• _Task directions_:
Nothing outside the range is wanted. Repeat exactly the lines below from the one with "The locate routine annotates the photo below, placing" through the one with "Target: book cover".

*** Information supplied ***

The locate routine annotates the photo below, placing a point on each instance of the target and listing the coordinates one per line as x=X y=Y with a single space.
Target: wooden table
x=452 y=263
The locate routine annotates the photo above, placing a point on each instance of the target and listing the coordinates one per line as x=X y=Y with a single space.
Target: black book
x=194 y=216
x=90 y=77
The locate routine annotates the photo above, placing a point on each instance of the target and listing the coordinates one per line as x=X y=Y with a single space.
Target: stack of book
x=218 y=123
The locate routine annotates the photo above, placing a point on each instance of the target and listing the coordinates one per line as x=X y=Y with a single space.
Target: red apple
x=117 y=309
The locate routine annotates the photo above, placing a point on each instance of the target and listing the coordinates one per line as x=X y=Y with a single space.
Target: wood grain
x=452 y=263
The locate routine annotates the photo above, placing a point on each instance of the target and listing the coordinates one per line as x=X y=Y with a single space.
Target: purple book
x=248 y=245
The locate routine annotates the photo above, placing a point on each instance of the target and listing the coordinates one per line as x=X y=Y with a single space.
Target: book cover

*** End of Information supplied ***
*** Information supplied ***

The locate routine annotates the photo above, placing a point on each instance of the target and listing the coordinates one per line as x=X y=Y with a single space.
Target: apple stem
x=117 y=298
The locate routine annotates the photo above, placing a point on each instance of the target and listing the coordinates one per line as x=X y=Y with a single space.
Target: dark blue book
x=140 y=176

*** End of Information supplied ***

• _Result for this task_:
The locate routine annotates the photo below, placing a point on each instance of the target and listing the coordinates one per line as x=X y=Y with a single space.
Target: wooden table
x=452 y=263
The locate routine annotates the photo above, placing a point on each instance of the target and listing the coordinates one per line as x=X y=Y with a single space.
Target: black book
x=194 y=216
x=90 y=77
The locate routine annotates the photo above, placing a point on each instance of the target and listing the coordinates one per line as x=X y=Y with a single space.
Target: stack of book
x=218 y=123
The locate routine annotates the photo above, placing a point on each instance of the target and listing the coordinates one per line as x=X y=Y with a single space.
Target: red apple
x=117 y=309
The locate routine annotates the photo above, placing a point on each instance of the target and listing the coordinates one per line as x=X y=Y with a single space.
Target: wood grain
x=452 y=263
The locate routine annotates the photo above, placing a point on each instance of the target and listing the coordinates one per line as x=X y=Y with a single space.
Target: purple book
x=248 y=245
The locate routine annotates the photo above, placing a point on each instance of the target and listing the coordinates one per line as x=X y=Y with a single space.
Target: book cover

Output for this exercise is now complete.